Copy the records below exactly, from the line containing "Q: Where is a point on each instance of the trees" through the last line, and leave out every picture.

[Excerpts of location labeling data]
◆ ◆ ◆ ◆

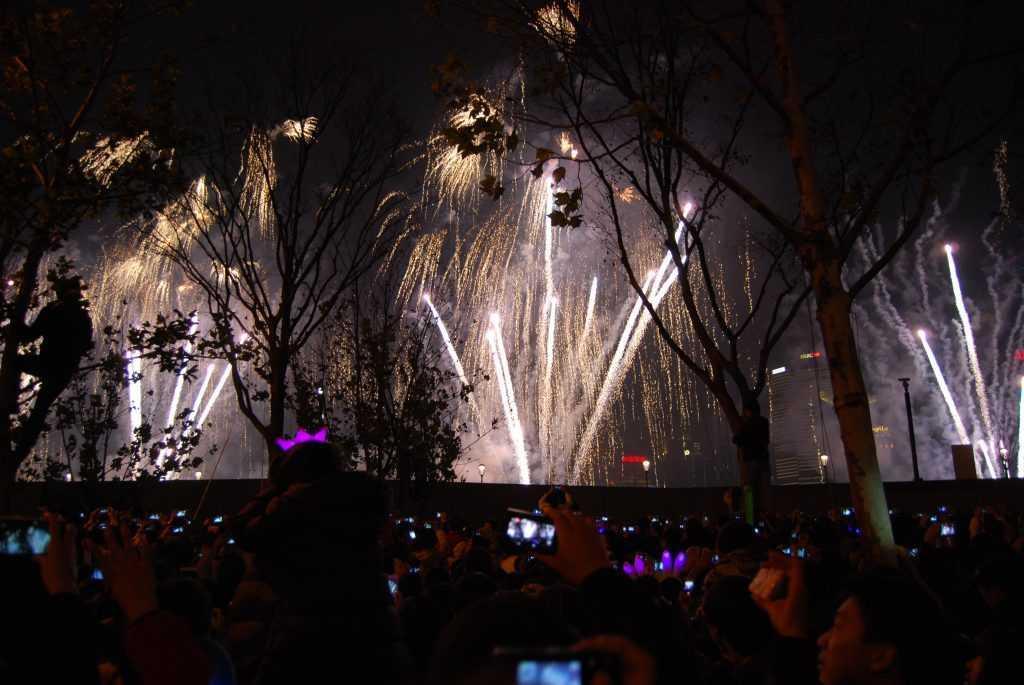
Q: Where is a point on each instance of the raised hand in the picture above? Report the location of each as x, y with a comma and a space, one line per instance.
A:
57, 566
788, 614
128, 569
581, 549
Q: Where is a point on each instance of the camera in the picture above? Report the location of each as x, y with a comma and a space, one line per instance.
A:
528, 531
22, 537
551, 667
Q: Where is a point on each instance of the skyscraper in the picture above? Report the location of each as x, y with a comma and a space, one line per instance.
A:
800, 433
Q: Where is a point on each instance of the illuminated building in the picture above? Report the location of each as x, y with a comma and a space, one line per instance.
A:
797, 393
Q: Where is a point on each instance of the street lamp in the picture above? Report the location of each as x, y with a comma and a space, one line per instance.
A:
909, 426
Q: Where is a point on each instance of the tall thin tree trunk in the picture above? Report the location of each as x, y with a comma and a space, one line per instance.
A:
821, 260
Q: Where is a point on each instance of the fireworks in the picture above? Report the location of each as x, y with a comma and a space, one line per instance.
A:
508, 398
968, 354
1020, 433
975, 365
557, 20
299, 129
944, 389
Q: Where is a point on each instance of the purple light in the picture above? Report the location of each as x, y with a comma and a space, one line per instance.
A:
680, 563
300, 437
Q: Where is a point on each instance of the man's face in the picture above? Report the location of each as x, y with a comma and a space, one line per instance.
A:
845, 657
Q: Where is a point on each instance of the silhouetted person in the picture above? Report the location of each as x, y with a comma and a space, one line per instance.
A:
66, 330
753, 439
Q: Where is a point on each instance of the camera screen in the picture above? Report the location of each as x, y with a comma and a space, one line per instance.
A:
531, 533
549, 673
24, 538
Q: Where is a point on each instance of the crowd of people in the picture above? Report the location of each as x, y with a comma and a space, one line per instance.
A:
314, 581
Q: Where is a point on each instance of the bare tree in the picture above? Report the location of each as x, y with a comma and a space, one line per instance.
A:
78, 141
274, 240
711, 93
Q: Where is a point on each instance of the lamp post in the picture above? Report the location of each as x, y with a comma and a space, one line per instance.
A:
909, 427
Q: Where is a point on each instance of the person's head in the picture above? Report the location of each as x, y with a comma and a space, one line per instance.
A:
734, 622
734, 536
997, 582
888, 630
69, 288
305, 463
189, 600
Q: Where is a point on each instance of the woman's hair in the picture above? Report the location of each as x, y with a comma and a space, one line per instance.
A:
305, 463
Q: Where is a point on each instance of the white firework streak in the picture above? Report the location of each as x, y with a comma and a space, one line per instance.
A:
134, 392
549, 362
591, 301
605, 392
1020, 433
176, 396
972, 355
944, 389
453, 354
216, 393
612, 380
547, 323
179, 382
202, 393
508, 400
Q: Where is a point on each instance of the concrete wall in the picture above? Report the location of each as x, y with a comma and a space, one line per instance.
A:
475, 501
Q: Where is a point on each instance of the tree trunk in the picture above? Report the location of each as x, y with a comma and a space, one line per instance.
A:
10, 372
853, 412
821, 261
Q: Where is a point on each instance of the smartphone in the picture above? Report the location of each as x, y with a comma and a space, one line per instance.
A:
769, 584
550, 667
529, 531
24, 537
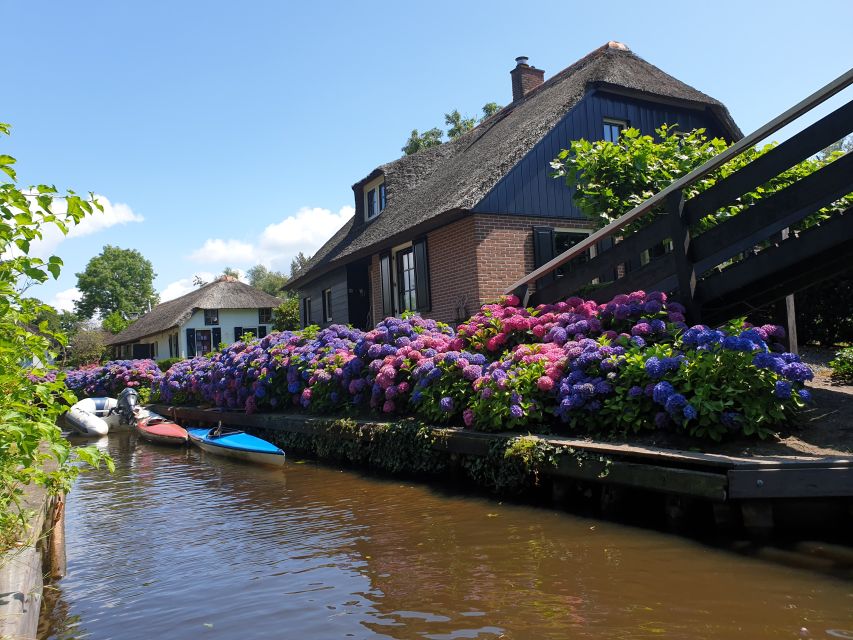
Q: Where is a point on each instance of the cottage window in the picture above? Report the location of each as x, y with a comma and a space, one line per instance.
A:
612, 129
327, 305
565, 239
404, 274
406, 291
306, 311
374, 199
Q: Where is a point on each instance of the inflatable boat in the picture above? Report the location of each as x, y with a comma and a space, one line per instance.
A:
93, 416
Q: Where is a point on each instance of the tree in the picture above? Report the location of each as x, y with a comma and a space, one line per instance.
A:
458, 124
115, 322
116, 280
32, 393
490, 109
300, 260
272, 282
416, 141
285, 317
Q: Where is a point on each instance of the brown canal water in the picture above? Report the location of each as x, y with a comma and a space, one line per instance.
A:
178, 545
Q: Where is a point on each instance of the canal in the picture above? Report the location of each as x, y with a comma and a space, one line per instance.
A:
179, 545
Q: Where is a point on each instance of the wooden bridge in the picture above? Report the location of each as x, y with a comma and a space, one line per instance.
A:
744, 262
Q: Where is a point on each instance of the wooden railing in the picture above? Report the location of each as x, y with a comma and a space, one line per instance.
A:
691, 268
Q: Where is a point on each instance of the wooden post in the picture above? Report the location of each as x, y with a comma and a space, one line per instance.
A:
685, 271
790, 313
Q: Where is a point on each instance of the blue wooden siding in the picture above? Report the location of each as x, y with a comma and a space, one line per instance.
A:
528, 188
337, 281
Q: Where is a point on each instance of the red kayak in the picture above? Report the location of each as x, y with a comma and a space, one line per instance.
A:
160, 430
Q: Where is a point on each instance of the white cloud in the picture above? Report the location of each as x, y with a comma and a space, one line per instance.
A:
112, 215
183, 286
306, 231
215, 251
64, 300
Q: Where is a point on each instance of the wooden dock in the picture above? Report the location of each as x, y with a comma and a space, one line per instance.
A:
752, 486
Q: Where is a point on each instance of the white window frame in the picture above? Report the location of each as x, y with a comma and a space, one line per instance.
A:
622, 124
374, 186
327, 304
395, 287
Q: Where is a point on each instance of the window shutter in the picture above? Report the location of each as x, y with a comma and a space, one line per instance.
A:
543, 251
190, 343
385, 279
422, 288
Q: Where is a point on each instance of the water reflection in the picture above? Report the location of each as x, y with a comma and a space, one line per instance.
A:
179, 545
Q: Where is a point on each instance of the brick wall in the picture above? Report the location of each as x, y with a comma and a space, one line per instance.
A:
471, 262
505, 249
453, 271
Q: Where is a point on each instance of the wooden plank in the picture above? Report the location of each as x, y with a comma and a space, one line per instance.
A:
790, 483
804, 106
697, 484
770, 215
650, 276
580, 275
806, 143
812, 249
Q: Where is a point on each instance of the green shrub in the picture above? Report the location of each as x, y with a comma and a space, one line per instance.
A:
842, 366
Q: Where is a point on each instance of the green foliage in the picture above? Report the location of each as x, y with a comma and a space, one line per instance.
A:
116, 280
397, 447
87, 346
456, 123
166, 363
417, 141
611, 178
115, 322
285, 317
272, 282
842, 366
32, 395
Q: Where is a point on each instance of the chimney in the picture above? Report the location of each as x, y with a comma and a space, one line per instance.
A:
524, 78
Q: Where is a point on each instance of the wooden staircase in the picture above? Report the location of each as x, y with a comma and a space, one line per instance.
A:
742, 263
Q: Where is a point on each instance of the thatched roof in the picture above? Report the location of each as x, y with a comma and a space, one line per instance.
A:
225, 293
439, 184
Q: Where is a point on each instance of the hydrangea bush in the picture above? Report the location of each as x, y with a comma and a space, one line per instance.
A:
628, 365
111, 378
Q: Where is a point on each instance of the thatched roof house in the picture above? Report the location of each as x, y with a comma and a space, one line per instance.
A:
499, 170
223, 310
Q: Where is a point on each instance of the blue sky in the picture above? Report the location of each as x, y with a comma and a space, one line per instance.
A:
227, 134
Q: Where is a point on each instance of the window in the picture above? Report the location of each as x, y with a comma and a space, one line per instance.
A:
404, 275
612, 129
565, 239
306, 311
374, 198
407, 295
327, 305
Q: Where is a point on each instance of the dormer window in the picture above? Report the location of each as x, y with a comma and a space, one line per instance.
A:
612, 129
374, 198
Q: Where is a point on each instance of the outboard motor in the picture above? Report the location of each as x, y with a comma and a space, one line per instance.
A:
128, 405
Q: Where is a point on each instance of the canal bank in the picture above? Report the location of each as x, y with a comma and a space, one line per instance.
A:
756, 494
39, 555
183, 545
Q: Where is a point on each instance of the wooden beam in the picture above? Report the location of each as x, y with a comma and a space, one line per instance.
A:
804, 106
806, 143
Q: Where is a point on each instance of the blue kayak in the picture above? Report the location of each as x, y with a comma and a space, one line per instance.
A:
234, 443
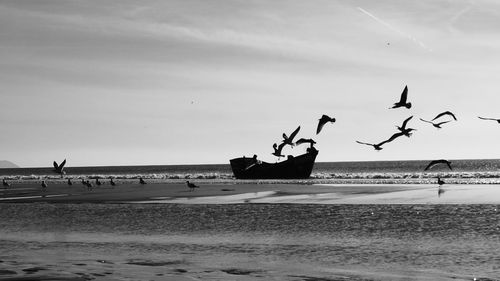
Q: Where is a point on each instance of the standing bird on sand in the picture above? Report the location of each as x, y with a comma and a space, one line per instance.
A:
438, 162
289, 140
493, 119
402, 101
322, 121
445, 113
59, 168
191, 186
277, 149
440, 181
378, 146
436, 125
404, 130
302, 140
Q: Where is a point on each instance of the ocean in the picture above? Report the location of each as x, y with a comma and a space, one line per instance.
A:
474, 171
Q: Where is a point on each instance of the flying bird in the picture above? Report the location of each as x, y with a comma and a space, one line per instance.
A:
302, 140
445, 113
59, 168
494, 119
404, 130
191, 186
437, 162
322, 121
378, 146
403, 100
289, 140
436, 125
277, 149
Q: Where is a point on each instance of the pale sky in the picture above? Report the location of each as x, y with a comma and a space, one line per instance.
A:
193, 82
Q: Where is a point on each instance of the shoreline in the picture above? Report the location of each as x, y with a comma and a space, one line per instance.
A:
257, 193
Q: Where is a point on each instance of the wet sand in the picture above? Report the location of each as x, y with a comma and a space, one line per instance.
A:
255, 193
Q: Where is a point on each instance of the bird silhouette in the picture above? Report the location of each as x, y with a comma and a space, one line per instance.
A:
322, 121
493, 119
378, 146
440, 181
191, 186
289, 140
437, 162
402, 101
277, 149
436, 125
445, 113
302, 140
406, 131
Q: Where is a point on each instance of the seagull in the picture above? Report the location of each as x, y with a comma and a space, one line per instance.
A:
191, 186
437, 162
277, 149
404, 130
445, 113
436, 125
289, 140
483, 118
59, 168
402, 102
440, 181
322, 121
302, 140
378, 146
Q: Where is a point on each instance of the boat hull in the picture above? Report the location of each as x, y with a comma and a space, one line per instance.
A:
299, 167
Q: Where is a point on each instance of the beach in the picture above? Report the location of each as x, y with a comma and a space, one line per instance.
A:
249, 231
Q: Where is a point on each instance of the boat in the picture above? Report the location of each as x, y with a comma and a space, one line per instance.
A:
294, 167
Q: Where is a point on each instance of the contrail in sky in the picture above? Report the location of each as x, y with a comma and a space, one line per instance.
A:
415, 40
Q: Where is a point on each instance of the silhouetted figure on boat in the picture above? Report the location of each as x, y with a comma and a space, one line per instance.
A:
191, 186
403, 100
378, 146
449, 113
492, 119
406, 131
322, 121
59, 168
277, 149
436, 125
438, 162
289, 140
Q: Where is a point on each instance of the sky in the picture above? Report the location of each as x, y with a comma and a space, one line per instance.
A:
195, 82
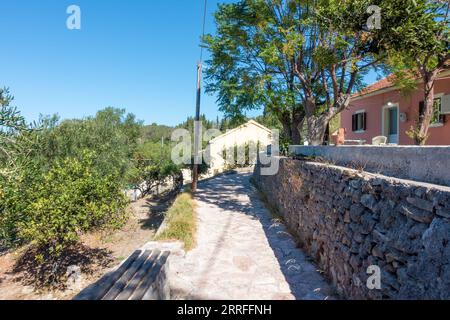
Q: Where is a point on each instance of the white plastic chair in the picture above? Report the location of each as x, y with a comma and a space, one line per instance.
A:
379, 141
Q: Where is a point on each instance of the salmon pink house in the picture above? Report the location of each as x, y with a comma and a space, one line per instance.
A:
382, 110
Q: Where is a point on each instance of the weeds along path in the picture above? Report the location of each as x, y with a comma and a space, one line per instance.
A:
241, 252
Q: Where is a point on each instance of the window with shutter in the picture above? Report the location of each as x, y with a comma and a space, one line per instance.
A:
445, 104
437, 118
359, 122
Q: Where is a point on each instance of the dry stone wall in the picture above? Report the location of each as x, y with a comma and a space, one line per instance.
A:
349, 220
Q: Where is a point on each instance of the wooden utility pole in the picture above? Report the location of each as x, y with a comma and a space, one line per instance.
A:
197, 133
197, 138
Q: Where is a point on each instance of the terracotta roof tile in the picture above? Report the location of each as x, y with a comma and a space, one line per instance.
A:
377, 86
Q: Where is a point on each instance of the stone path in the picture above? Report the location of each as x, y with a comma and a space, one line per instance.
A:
241, 252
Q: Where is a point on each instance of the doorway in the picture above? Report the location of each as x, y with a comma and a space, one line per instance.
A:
391, 123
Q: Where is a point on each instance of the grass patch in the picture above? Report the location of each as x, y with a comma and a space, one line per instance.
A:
181, 221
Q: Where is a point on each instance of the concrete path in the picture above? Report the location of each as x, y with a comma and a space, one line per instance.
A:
241, 252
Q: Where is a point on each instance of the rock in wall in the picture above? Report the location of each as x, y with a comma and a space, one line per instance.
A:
349, 220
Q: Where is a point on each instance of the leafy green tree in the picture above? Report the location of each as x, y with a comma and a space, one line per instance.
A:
418, 47
291, 57
71, 199
252, 61
112, 134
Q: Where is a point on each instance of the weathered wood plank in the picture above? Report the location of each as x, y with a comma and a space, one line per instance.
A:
150, 279
143, 272
126, 277
97, 290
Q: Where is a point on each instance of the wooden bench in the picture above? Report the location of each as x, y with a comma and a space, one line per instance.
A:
143, 276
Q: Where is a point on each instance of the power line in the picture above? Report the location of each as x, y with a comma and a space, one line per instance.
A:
197, 140
203, 29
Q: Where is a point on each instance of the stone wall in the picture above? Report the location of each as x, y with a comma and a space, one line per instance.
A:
348, 220
425, 164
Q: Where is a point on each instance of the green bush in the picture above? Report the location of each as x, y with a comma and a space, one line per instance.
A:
73, 198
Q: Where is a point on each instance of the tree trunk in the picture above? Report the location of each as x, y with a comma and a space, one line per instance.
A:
421, 133
317, 127
297, 122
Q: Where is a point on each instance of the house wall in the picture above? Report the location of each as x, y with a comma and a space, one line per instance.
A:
373, 106
245, 134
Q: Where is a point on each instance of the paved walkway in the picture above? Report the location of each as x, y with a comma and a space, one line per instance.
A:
241, 253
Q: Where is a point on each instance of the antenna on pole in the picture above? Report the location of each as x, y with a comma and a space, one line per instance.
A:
197, 138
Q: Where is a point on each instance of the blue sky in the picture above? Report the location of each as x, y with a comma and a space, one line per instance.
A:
139, 55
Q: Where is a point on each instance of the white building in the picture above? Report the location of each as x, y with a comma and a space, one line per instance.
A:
250, 133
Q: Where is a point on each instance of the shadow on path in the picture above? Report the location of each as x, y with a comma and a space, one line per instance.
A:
236, 194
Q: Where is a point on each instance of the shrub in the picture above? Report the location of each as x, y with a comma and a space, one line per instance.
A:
181, 221
73, 198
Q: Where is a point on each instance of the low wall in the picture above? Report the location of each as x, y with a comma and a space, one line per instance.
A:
347, 221
426, 164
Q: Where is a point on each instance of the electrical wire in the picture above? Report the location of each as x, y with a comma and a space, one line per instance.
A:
203, 29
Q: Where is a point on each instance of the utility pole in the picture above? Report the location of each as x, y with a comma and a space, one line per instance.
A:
197, 126
197, 139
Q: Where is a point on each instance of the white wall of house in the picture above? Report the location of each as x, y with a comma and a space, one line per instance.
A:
251, 132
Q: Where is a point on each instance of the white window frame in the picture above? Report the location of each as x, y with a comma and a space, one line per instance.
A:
437, 125
359, 112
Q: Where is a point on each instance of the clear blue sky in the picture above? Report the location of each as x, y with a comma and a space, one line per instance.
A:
139, 55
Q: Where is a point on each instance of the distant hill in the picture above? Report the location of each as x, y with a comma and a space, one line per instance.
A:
155, 132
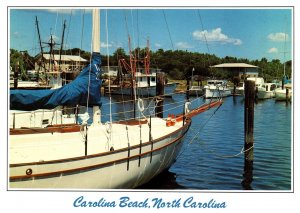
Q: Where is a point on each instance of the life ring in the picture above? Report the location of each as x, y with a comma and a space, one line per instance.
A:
141, 105
29, 171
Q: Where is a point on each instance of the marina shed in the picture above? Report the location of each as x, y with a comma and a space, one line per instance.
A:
68, 62
239, 69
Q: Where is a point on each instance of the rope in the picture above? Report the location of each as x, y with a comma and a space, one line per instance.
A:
198, 132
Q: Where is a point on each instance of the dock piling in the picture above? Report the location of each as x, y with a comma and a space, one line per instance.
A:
248, 134
160, 78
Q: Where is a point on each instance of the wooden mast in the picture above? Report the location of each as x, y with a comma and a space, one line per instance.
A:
96, 48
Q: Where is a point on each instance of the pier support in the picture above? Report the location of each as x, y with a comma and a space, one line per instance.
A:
160, 84
16, 75
248, 133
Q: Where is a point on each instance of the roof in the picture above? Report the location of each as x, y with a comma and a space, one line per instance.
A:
233, 65
65, 57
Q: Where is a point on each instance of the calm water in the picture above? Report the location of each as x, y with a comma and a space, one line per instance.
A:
211, 159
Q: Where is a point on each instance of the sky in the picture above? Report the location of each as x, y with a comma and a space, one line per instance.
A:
251, 33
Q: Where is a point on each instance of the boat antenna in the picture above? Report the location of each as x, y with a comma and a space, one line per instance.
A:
108, 67
95, 48
62, 44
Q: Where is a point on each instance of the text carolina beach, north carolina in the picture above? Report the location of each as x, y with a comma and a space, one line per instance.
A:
127, 202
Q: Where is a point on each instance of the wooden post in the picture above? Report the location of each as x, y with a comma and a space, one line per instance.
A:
16, 75
248, 133
188, 89
160, 83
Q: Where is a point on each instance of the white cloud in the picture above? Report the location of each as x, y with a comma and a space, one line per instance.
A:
105, 45
278, 37
16, 34
215, 35
273, 50
183, 45
157, 45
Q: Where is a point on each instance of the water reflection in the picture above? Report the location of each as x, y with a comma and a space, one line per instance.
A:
165, 180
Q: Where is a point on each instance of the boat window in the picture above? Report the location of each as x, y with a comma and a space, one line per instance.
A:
273, 86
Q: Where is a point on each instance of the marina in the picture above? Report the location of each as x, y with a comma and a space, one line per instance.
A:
212, 160
143, 131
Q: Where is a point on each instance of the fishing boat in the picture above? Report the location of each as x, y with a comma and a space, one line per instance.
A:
195, 90
284, 94
266, 91
216, 89
145, 85
259, 81
118, 154
136, 80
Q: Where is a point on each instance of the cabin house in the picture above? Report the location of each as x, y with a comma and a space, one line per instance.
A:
239, 69
69, 63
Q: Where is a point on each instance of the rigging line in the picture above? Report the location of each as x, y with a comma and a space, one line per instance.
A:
198, 132
70, 18
107, 52
168, 29
82, 30
55, 23
200, 19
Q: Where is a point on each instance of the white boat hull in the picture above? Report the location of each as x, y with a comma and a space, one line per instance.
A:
217, 92
265, 94
64, 165
280, 95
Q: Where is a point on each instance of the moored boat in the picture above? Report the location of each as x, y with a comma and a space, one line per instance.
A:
216, 89
123, 154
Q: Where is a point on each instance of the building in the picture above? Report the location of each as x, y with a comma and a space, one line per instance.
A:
69, 63
239, 69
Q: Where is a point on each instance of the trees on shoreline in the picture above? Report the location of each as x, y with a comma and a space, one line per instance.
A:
177, 64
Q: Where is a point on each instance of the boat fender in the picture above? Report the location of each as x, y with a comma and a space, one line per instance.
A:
186, 107
29, 171
141, 105
108, 127
85, 117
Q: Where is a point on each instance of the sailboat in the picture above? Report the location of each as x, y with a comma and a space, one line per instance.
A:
285, 92
144, 78
115, 155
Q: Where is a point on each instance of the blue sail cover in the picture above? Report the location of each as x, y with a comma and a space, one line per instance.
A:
71, 94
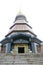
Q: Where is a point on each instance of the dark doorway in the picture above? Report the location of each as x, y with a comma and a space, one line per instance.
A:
20, 49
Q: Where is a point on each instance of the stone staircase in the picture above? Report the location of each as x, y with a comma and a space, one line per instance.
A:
21, 59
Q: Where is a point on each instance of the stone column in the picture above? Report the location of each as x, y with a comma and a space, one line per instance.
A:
0, 47
8, 47
42, 48
33, 47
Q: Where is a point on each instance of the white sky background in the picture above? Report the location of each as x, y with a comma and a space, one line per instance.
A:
32, 9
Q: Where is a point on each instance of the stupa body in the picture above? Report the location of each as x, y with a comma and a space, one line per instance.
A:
21, 38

◆ ◆ ◆ ◆

_Reply_:
Q: Where is a point on each instance of the trees on shoreline in the picture above? Report the location of each as x, y with a comma and a space, one line per instance.
A:
177, 64
Q: Where is a point on each instance of the boat fender in the picture above? Report the location of each as x, y with a comma and a space, one line per instance.
A:
186, 107
29, 171
141, 105
108, 127
85, 117
Q: Where is a point on each instance of the sailboat in the picture above? Report the location of each as x, y with a comma and a space, one line per instance.
A:
285, 92
144, 78
115, 155
Q: Where is a point on each instance of the blue sail cover in the picture above? Report the location of each as x, y with a comma and a space, one line per instance.
A:
71, 94
Q: Where is a point on each instance of the dark doorway in the picture above? Report the location of each as x, y with a comma and a space, one line per instance.
A:
20, 49
Q: Where is a point on each instance of the stone staircase in the picture above? Report the location of each as x, y with a comma and a space, one line per instance.
A:
21, 59
Q: Where is a point on each instance of the stone column in the picture above? Report the location of each as x, y with a comma and a space, one line per instance.
A:
0, 47
8, 47
42, 48
33, 47
Q: Where is a point on each instance of the white sky background in the picture above? Report the location of each as x, y with a comma and a space, one line per instance.
A:
32, 9
Q: Where is a point on each instance of the stupa body in the picture above? Report the location of each as x, y with a comma and a space, one line per instance.
A:
21, 38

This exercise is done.